━━━━━ Quoted passage ━━━━━
= Listed buildings in Moreton cum Alcumlow =

Moreton cum Alcumlow is a civil parish in Cheshire East, England, United Kingdom. It contains 13 buildings that are recorded in the National Heritage List for England as designated listed buildings. Of these, one is listed at Grade II*, the middle grade, and the others are at Grade II. The major building in the parish is Great Moreton Hall; this and a number of structures associated with it are listed. The Macclesfield Canal runs through the parish, and four bridges crossing it are listed. Apart from the estate of Great Moreton Hall, the parish is rural, and two farmhouses are also listed.
━━━━━ Items ━━━━━
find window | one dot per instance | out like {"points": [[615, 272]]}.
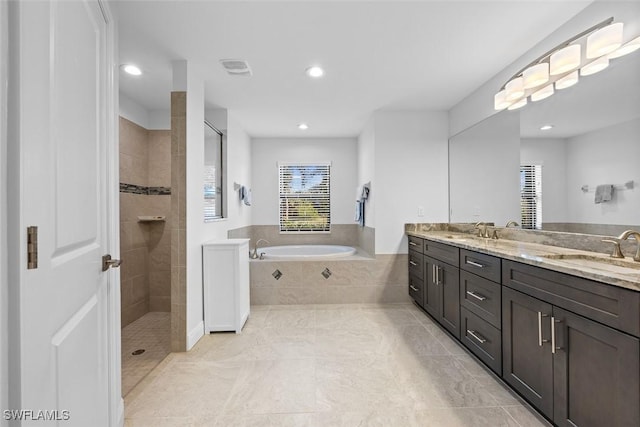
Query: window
━━━━━
━━━━━ Items ━━━━━
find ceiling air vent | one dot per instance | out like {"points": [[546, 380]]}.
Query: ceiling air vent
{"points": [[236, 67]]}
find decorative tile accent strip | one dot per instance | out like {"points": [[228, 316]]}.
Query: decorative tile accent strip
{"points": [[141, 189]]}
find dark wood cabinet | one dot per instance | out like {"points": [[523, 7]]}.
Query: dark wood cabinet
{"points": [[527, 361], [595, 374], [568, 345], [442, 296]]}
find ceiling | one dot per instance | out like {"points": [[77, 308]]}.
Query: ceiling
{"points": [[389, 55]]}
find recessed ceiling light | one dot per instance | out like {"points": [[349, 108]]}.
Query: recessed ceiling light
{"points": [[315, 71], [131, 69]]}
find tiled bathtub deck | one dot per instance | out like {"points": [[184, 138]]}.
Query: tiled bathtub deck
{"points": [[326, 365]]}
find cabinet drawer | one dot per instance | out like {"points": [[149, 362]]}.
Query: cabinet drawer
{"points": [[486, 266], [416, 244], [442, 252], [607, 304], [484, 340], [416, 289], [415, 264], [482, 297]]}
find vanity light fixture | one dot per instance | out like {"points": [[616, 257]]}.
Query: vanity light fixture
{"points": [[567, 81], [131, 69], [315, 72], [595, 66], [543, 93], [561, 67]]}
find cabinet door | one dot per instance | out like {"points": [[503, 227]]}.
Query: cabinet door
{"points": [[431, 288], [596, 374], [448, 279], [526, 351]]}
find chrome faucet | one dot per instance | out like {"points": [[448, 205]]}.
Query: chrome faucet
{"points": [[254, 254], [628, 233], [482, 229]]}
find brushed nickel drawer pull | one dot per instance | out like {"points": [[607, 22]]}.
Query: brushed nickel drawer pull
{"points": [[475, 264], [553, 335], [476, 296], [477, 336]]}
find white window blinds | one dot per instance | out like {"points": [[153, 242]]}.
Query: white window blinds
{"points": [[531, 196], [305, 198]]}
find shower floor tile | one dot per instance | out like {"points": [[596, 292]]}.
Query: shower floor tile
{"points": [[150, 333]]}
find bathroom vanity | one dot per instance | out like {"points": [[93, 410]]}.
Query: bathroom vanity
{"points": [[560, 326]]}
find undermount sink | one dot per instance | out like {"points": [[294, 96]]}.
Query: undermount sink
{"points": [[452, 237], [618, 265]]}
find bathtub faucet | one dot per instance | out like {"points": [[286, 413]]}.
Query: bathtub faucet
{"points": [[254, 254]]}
━━━━━
* Task requirements *
**1.** Decide whether each statement agrees with the passage on listed buildings in Moreton cum Alcumlow. Answer yes or no for each, and quote the words of the passage that settle it.
(a) The parish contains 13 listed buildings.
(b) Two bridges over the Macclesfield Canal are listed.
(c) Great Moreton Hall is the major building in the parish.
**2.** According to the passage on listed buildings in Moreton cum Alcumlow, which grade is the middle grade?
**3.** Put this sentence from the passage on listed buildings in Moreton cum Alcumlow into Spanish: "Apart from the estate of Great Moreton Hall, the parish is rural, and two farmhouses are also listed."
The material above is separate from the passage on listed buildings in Moreton cum Alcumlow.

* Solutions by task *
**1.**
(a) Yes: "It contains 13 buildings that are recorded in the National Heritage List for England as designated listed buildings."
(b) No: "four bridges crossing it are listed"
(c) Yes: "The major building in the parish is Great Moreton Hall"

**2.** Grade II* is the middle grade.

**3.** Aparte de la finca de Great Moreton Hall, la parroquia es rural, y también están catalogadas dos casas de labranza.